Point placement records
+ + + + + + +
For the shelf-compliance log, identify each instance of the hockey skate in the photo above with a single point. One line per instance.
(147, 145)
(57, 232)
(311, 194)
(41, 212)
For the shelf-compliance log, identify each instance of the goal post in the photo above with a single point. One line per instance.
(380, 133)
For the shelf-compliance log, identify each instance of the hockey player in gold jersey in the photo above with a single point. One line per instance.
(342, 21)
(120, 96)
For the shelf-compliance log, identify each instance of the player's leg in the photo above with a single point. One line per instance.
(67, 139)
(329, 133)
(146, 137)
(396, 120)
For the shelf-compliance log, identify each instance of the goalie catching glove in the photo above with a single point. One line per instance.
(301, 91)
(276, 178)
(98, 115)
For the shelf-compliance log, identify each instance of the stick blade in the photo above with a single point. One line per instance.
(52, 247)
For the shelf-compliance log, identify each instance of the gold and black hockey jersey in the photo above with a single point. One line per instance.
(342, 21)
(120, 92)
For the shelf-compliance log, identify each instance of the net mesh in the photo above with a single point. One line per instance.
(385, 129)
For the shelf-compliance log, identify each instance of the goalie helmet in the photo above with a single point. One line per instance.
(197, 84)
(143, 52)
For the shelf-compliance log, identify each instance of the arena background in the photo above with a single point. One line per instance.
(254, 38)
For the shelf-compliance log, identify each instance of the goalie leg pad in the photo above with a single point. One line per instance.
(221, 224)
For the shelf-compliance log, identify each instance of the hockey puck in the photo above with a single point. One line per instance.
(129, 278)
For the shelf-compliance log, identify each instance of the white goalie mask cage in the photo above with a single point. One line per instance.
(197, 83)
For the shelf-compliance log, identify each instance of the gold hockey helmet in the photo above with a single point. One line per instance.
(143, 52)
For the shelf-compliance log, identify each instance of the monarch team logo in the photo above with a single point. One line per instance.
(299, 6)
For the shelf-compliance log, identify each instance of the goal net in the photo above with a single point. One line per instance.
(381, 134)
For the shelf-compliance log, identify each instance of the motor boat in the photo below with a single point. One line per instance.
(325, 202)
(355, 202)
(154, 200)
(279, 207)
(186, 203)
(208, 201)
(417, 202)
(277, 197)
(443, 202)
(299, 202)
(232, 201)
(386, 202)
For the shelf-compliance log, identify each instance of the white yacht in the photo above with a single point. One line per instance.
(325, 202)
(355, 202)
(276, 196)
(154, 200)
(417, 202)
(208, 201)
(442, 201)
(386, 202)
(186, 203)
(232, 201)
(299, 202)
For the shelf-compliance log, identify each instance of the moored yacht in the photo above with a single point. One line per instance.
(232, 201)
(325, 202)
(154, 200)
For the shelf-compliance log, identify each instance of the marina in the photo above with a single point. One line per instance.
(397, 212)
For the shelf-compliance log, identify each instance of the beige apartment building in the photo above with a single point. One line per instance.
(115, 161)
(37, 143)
+ + + + + + +
Copy out the data shown above without altering anything.

* **The completed task**
For the shelf-compliance log, identify each instance of the hockey skate in the photo above with a single point. One line per instance.
(147, 145)
(57, 232)
(311, 194)
(41, 212)
For the shelf-compliance log, identify each instance of the goal post in the photo above with a single point. One line per instance.
(380, 133)
For the shelf-compliance log, identify each instance of the hockey player in gold jersey in the photo above with a single point. One line per instance.
(342, 21)
(120, 96)
For the shelf-compliance log, identify each instance of the player's leg in the photo above with a single point. One line per instance.
(67, 139)
(329, 133)
(146, 137)
(396, 120)
For the shelf-compliance log, identify each instance of the goalie catching glove in the photo above with a single point. One line per instance.
(301, 91)
(276, 178)
(98, 115)
For the shelf-compliance log, identify each instance of the stick blade in the photo above with a single point. One line per instance.
(52, 247)
For the shelf-compliance log, identify each instance of the gold and black hockey jersey in the photo above with a single point. One line per instance.
(342, 21)
(120, 92)
For the shelf-compliance log, identify each instance of the net mesh in the photo above with a single point. One line per instance.
(385, 129)
For the shelf-compliance log, identify each instance of the goalie helmet in the photo above with a single point. One line per instance.
(197, 84)
(143, 52)
For the shelf-compliance log, identify each instance of the arena background in the photo above with a single point. One line per instance.
(254, 38)
For the shelf-compliance log, identify each instance of the goalie leg pad in the photo above with a single point. One line per instance.
(221, 224)
For the shelf-compliance log, identify each instance of the hockey puck in the photo above with a single point. One line per instance.
(129, 278)
For the shelf-compliance log, identify each instance of the white goalie mask cage in the photo above with a single point. One line per instance.
(197, 83)
For the shelf-compliance log, identify each instance of the gold hockey helmet in the photo above with a single point. One line per instance.
(143, 52)
For the shelf-compliance log, identify each instance of the monarch team logo in the photo above with a single point. One line per instance.
(299, 6)
For the shelf-compliance log, identify each instance of the goal net in the photo above with a single point. One line per instance.
(381, 134)
For the shelf-compliance log, identify each instance of the motor boat in the photo below with a single point. One line per instance.
(325, 202)
(355, 202)
(154, 200)
(279, 207)
(186, 203)
(208, 201)
(417, 202)
(277, 197)
(443, 202)
(299, 202)
(232, 201)
(386, 202)
For the shelf-compliance log, identify each instance of the white yacht in the photo above with a single point. One line per instance.
(325, 202)
(355, 202)
(276, 196)
(154, 200)
(417, 202)
(208, 201)
(442, 201)
(386, 202)
(186, 203)
(232, 201)
(299, 202)
For the shelf-compliance log, identify each instance of the moored yacht in the photo above with a single point. One line per instance.
(232, 201)
(325, 202)
(154, 200)
For the shelf-compliance log, identify each instance of the marina in the photo above with a single point. One line per instance.
(397, 212)
For the shelf-compliance log, identify each instance of the beige apartment building in the photo above with a single point. One line per instance.
(115, 161)
(37, 143)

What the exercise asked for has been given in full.